> **Directions**: Scan the listing below for the word "evergreen" and copy every line where it occurs.
::::
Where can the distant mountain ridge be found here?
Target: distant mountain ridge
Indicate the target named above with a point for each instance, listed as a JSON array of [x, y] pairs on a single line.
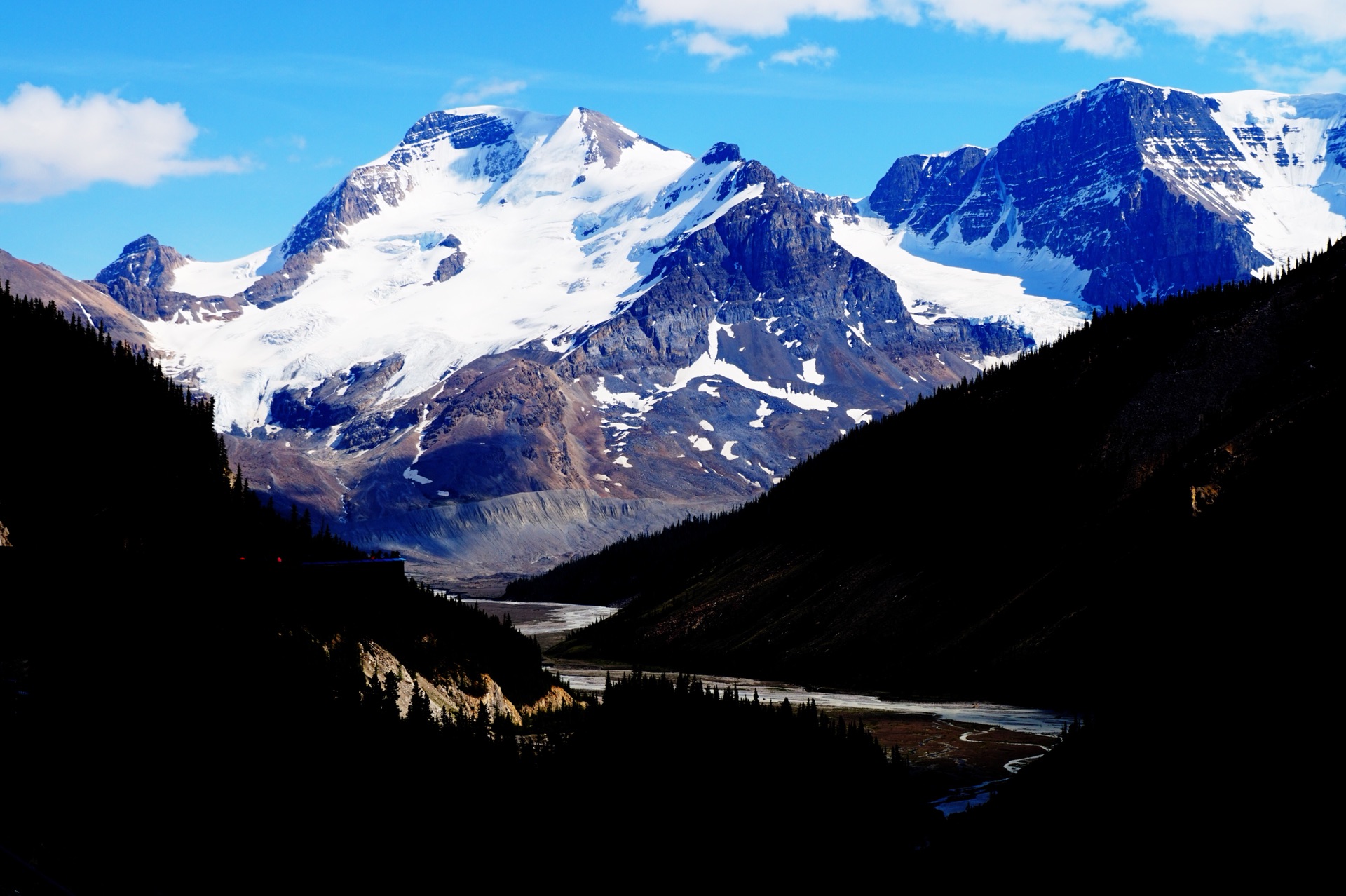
[[509, 304], [1147, 518], [1146, 190]]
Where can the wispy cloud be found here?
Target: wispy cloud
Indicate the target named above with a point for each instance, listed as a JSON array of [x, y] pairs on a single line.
[[1312, 20], [805, 54], [703, 43], [469, 92], [50, 146], [1097, 27], [1306, 77]]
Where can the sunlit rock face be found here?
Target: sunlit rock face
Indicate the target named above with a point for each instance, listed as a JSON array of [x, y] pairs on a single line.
[[509, 311], [1146, 190]]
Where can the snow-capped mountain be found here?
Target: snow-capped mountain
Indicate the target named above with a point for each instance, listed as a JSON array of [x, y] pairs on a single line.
[[1128, 191], [529, 322], [516, 337]]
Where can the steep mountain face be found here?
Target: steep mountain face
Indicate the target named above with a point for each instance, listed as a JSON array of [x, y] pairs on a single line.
[[1146, 521], [142, 282], [76, 299], [510, 304], [1144, 191]]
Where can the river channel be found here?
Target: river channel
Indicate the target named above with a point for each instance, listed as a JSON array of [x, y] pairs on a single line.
[[965, 747]]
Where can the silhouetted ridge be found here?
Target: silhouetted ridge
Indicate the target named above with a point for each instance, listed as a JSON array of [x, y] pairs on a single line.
[[1007, 534]]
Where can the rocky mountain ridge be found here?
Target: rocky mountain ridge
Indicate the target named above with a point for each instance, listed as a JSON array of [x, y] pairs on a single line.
[[1146, 191], [519, 308]]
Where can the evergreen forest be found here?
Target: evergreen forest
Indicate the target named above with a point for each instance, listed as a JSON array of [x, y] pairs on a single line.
[[191, 702]]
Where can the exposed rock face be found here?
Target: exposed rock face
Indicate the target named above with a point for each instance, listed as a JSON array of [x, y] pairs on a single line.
[[641, 332], [1138, 184], [447, 696], [88, 300], [142, 282]]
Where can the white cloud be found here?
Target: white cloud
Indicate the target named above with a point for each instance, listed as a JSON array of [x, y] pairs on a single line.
[[1330, 81], [805, 54], [1296, 79], [1097, 27], [469, 92], [708, 45], [753, 18], [50, 146], [1077, 25], [1312, 20]]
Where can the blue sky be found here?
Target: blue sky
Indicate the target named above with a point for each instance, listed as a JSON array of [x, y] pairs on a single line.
[[217, 128]]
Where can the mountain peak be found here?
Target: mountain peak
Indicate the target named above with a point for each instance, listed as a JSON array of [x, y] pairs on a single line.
[[722, 152]]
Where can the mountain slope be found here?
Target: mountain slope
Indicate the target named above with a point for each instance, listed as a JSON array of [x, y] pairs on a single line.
[[1129, 191], [74, 298], [516, 308], [1154, 481], [510, 304]]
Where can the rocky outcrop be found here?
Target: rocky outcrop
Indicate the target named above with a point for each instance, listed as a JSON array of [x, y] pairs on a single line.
[[142, 282], [449, 696], [1128, 181], [86, 300]]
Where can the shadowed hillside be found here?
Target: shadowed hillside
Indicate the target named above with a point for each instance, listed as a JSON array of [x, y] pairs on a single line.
[[1103, 514]]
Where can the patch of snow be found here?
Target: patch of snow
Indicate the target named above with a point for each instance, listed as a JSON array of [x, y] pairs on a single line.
[[709, 365], [415, 477], [859, 416], [219, 278], [1041, 295], [810, 373]]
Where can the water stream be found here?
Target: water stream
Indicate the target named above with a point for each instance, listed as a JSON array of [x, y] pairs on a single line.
[[550, 622]]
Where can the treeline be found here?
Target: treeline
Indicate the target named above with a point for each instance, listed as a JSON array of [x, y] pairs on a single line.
[[104, 454], [1010, 534]]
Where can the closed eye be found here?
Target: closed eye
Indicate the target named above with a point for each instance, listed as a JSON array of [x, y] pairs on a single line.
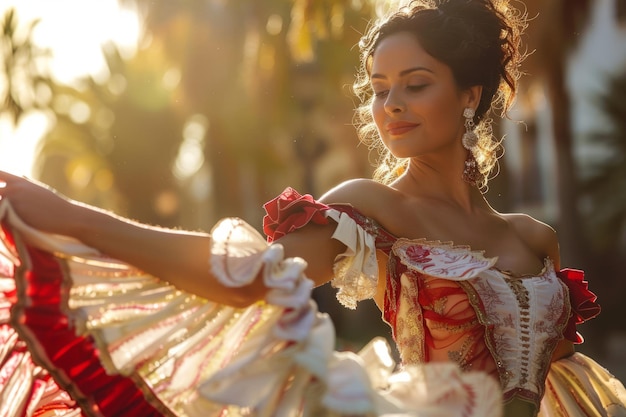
[[416, 88]]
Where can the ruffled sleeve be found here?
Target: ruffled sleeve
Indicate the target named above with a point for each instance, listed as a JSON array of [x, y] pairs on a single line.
[[355, 270], [583, 301]]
::::
> **Output of the exercise**:
Where can the evergreen forest be found here?
Target: evergreen forest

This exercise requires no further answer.